-------- Supplied entries --------

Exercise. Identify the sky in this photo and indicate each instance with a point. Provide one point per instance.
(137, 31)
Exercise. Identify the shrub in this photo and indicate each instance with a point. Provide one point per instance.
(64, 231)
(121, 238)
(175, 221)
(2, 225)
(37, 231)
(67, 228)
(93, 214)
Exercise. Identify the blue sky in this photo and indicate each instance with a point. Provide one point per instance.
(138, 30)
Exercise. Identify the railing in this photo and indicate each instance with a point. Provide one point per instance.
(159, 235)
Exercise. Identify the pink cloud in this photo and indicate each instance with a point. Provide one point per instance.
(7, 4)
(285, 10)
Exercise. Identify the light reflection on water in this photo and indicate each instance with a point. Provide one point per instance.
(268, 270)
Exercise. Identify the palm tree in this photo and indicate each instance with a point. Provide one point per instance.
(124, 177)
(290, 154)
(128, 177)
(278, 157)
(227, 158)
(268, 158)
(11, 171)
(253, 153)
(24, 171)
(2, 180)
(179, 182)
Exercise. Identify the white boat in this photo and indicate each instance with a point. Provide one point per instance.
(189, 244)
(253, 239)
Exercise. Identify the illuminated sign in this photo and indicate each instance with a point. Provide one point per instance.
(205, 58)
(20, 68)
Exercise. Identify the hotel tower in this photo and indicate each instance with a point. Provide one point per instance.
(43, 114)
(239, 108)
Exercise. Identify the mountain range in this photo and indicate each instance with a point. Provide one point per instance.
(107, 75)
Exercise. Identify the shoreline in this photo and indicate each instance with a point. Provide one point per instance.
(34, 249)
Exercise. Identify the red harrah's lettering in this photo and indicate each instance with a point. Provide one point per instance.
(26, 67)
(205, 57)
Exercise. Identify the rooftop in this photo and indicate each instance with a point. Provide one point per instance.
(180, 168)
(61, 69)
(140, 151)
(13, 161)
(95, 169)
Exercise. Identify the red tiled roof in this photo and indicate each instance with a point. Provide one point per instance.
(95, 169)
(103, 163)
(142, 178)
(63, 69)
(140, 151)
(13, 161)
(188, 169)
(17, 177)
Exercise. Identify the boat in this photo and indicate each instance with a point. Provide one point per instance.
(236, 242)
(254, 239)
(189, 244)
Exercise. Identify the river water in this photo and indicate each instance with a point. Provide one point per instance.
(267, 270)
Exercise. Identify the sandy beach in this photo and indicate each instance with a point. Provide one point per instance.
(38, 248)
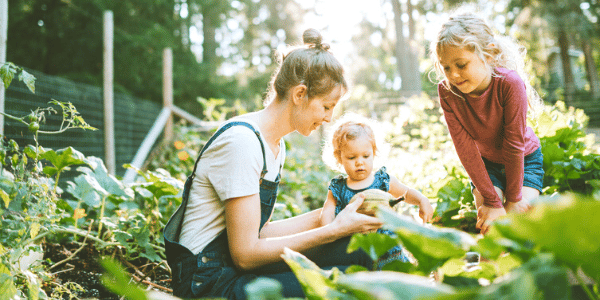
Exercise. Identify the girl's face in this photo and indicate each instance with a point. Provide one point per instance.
(465, 70)
(357, 158)
(316, 111)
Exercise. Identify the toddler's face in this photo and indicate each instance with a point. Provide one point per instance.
(357, 158)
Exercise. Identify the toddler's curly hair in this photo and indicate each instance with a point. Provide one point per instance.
(350, 127)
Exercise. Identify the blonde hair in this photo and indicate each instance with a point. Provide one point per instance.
(350, 127)
(467, 30)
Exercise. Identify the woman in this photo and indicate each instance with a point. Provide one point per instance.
(221, 237)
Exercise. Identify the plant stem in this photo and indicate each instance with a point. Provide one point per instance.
(14, 118)
(101, 216)
(583, 285)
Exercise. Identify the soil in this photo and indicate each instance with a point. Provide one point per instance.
(84, 269)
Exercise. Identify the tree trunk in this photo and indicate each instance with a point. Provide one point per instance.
(403, 55)
(415, 84)
(590, 68)
(568, 79)
(209, 45)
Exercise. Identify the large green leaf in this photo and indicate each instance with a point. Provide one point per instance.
(540, 278)
(316, 283)
(374, 244)
(568, 228)
(431, 246)
(86, 189)
(7, 285)
(264, 289)
(107, 182)
(7, 73)
(392, 285)
(116, 280)
(63, 158)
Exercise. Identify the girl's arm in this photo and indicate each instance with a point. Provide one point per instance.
(248, 251)
(513, 144)
(412, 196)
(328, 212)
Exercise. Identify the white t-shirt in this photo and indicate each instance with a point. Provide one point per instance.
(229, 168)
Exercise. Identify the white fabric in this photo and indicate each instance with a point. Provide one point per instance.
(229, 168)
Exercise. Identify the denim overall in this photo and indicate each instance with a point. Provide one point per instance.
(211, 272)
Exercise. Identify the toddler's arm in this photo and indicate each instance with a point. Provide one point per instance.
(328, 212)
(412, 196)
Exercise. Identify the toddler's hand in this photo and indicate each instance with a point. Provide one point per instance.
(425, 211)
(486, 215)
(348, 221)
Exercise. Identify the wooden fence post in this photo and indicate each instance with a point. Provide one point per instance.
(109, 119)
(3, 37)
(168, 90)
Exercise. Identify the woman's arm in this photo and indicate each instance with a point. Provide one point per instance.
(292, 225)
(328, 212)
(248, 251)
(412, 196)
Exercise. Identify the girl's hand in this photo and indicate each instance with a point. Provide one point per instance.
(486, 215)
(425, 211)
(349, 222)
(517, 207)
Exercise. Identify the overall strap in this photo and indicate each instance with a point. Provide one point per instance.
(173, 227)
(221, 130)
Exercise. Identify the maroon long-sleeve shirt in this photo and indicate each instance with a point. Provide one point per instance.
(494, 126)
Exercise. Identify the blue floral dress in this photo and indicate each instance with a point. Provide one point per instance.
(342, 193)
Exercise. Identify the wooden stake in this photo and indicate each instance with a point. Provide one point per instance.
(168, 90)
(109, 124)
(3, 37)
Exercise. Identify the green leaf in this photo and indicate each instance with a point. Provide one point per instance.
(116, 280)
(49, 170)
(107, 182)
(7, 286)
(374, 244)
(315, 282)
(63, 158)
(84, 191)
(392, 285)
(28, 79)
(571, 214)
(431, 246)
(31, 153)
(7, 72)
(5, 198)
(264, 289)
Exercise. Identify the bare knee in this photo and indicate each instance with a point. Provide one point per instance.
(479, 198)
(529, 194)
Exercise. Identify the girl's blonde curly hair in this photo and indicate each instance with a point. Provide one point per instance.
(469, 31)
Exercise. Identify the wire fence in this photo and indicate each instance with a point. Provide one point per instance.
(133, 117)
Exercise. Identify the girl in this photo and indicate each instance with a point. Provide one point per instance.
(221, 236)
(354, 146)
(484, 96)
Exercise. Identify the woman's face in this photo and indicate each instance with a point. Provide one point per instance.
(357, 158)
(314, 112)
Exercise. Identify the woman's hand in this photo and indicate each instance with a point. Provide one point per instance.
(517, 207)
(486, 215)
(348, 221)
(425, 210)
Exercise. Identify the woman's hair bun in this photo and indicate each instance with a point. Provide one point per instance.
(313, 38)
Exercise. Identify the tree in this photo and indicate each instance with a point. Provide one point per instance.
(571, 25)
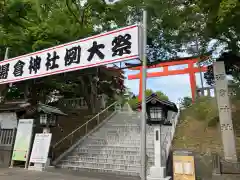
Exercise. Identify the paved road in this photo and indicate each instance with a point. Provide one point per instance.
(22, 174)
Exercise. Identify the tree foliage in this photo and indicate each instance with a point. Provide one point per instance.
(186, 102)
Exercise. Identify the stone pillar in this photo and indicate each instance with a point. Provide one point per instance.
(225, 113)
(158, 171)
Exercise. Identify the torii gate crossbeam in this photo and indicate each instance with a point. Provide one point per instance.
(191, 70)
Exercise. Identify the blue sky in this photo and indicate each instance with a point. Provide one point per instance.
(174, 87)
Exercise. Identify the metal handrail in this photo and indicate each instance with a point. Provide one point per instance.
(85, 124)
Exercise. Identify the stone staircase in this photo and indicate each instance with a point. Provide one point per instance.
(115, 147)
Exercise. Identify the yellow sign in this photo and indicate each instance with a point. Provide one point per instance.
(183, 165)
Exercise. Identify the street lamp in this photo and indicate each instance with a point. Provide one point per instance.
(157, 116)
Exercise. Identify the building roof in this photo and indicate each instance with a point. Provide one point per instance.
(170, 105)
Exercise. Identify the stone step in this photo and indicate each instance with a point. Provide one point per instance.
(97, 150)
(118, 142)
(109, 156)
(105, 160)
(137, 139)
(105, 170)
(118, 146)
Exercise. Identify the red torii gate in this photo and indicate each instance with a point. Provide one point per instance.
(191, 70)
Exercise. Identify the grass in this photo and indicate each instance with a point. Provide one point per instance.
(197, 136)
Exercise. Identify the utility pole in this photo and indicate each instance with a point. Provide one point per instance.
(143, 44)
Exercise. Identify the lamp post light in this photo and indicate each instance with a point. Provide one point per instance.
(157, 116)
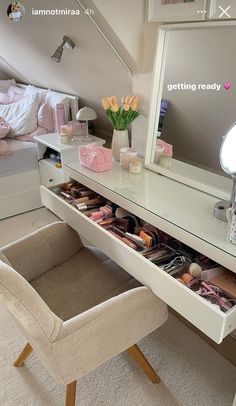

--------

Instructions for the task ::
Copy out the lines of the data above from the one holding "Exercise. Identify the utility" through the end, inclusive. Leave out the pictures.

Exercise output ::
Exercise. Identify the utility pole in this photo and indicate each instance with a point. Provide one point per instance.
(143, 44)
Exercise. Identify the lamp post light in this photo and indicate each instance with a point. Provide one point per instance.
(157, 116)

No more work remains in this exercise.